Gents, you got me thinking about the whole flow rate issue. This is the physical explanation I can come up with:
Watch out guys, switching on smart idiot mode now!
Bernoulli tells us: p + rho/2 * C^2 = const., where p is pressure, rho is the fluid's viscosity (which we assume being constant) and C is the fluid's velocity.
As both big ends are exposed to the same surrounding pressure p inside the crankcase, you can derive from Bernoulli's principle, that the fluid's velocity must be the same at both big ends, regardless of their cross-sectional area. We are neglecting line loss here, as the sludge trap is not very long this should be insignificant enough.
The volumetric flow Q is defined as
Q = A * C.
C is the same for both big ends, like stated before.
So with an increase in the cross-sectional area A, the flow rate MUST increase as well.
So YES, the with the drilling oil flow to the lhs big end WILL increase.
In case the oil pump is not able to cope with the higher flow rate (at low rpm for instance), this will lead to a reduction of volumetric flow at the rhs big end due to the principle of continuity accordingly:
Q_oil_pump = Q_big_end1 + Q_big_end2
***smart idiot mode off***
Jeez, now I really need a cold Goesser to clear my mind...
Cheers!

----------

## WRITTEN REQUEST 1
From the forum post on oil flow to the big ends, copy the passage starting at "Gents, you got" and ending at "like stated before.".
## WRITTEN REQUEST 2
In the forum post on oil flow to the big ends, why is line loss neglected?

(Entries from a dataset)

----------

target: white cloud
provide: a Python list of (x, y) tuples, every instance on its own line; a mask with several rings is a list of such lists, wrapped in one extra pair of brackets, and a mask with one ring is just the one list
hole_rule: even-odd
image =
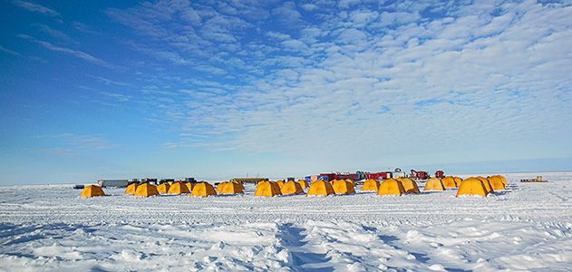
[(302, 18), (293, 2), (285, 2), (281, 6), (273, 9), (271, 14), (289, 27), (294, 26)]
[(13, 55), (21, 55), (21, 53), (14, 51), (14, 50), (10, 50), (8, 48), (5, 48), (5, 47), (4, 47), (2, 45), (0, 45), (0, 51), (2, 51), (4, 53), (9, 53), (9, 54), (13, 54)]
[(73, 49), (70, 49), (70, 48), (65, 48), (65, 47), (62, 47), (62, 46), (58, 46), (58, 45), (54, 45), (51, 43), (48, 42), (44, 42), (44, 41), (36, 41), (38, 44), (40, 44), (42, 46), (45, 47), (46, 49), (54, 51), (54, 52), (61, 52), (63, 53), (67, 53), (73, 56), (75, 56), (77, 58), (82, 59), (86, 62), (92, 63), (93, 64), (97, 64), (102, 67), (108, 67), (111, 68), (112, 67), (111, 64), (110, 64), (109, 63), (107, 63), (106, 61), (102, 60), (102, 59), (99, 59), (96, 58), (85, 52), (82, 52), (79, 50), (73, 50)]
[[(296, 11), (293, 4), (285, 5)], [(328, 156), (333, 168), (373, 160), (510, 159), (527, 154), (519, 144), (499, 143), (546, 144), (544, 139), (572, 132), (555, 125), (572, 118), (566, 102), (572, 79), (562, 68), (572, 66), (570, 7), (508, 3), (495, 15), (489, 5), (383, 7), (376, 16), (359, 6), (345, 18), (328, 10), (284, 33), (265, 32), (267, 25), (257, 22), (248, 30), (256, 28), (264, 39), (248, 35), (244, 44), (245, 34), (233, 32), (238, 50), (216, 58), (206, 53), (210, 63), (204, 68), (216, 70), (215, 63), (241, 67), (238, 76), (247, 80), (187, 82), (192, 87), (180, 88), (186, 91), (173, 98), (178, 102), (161, 104), (170, 111), (151, 117), (179, 131), (170, 147), (313, 155), (343, 151), (345, 158)], [(284, 15), (284, 6), (278, 8), (275, 15)], [(440, 14), (421, 15), (430, 11)], [(303, 20), (295, 13), (286, 17)], [(145, 31), (160, 34), (158, 40), (180, 37), (150, 27)], [(299, 50), (312, 53), (302, 57)], [(189, 57), (179, 47), (168, 52)], [(386, 154), (400, 154), (401, 160)], [(355, 159), (348, 162), (347, 157)]]
[(54, 17), (60, 17), (60, 14), (57, 13), (56, 11), (51, 9), (51, 8), (47, 8), (44, 5), (38, 5), (38, 4), (34, 4), (32, 2), (26, 2), (26, 1), (22, 1), (22, 0), (14, 0), (12, 1), (12, 3), (16, 5), (19, 6), (21, 8), (24, 8), (27, 11), (30, 12), (34, 12), (34, 13), (39, 13), (39, 14), (43, 14), (44, 15), (48, 15), (48, 16), (54, 16)]

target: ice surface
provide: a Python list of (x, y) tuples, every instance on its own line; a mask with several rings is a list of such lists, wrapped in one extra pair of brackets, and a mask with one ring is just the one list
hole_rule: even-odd
[[(247, 194), (81, 199), (0, 188), (0, 270), (569, 271), (572, 173), (488, 198)], [(420, 184), (422, 187), (422, 183)], [(359, 191), (359, 188), (357, 189)]]

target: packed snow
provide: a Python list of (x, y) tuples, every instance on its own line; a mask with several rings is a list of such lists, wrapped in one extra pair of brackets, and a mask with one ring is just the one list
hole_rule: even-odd
[[(521, 183), (543, 175), (548, 182)], [(570, 271), (572, 172), (506, 174), (487, 198), (419, 195), (81, 199), (0, 188), (2, 271)], [(420, 183), (422, 189), (423, 183)]]

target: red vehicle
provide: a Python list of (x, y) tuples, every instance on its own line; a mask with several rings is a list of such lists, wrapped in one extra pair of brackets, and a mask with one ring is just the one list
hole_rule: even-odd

----------

## ANSWER 1
Gents, you got me thinking about the whole flow rate issue. This is the physical explanation I can come up with:
Watch out guys, switching on smart idiot mode now!
Bernoulli tells us: p + rho/2 * C^2 = const., where p is pressure, rho is the fluid's viscosity (which we assume being constant) and C is the fluid's velocity.
As both big ends are exposed to the same surrounding pressure p inside the crankcase, you can derive from Bernoulli's principle, that the fluid's velocity must be the same at both big ends, regardless of their cross-sectional area. We are neglecting line loss here, as the sludge trap is not very long this should be insignificant enough.
The volumetric flow Q is defined as
Q = A * C.
C is the same for both big ends, like stated before.

## ANSWER 2
Line loss is neglected because the sludge trap is not very long, so the loss should be insignificant.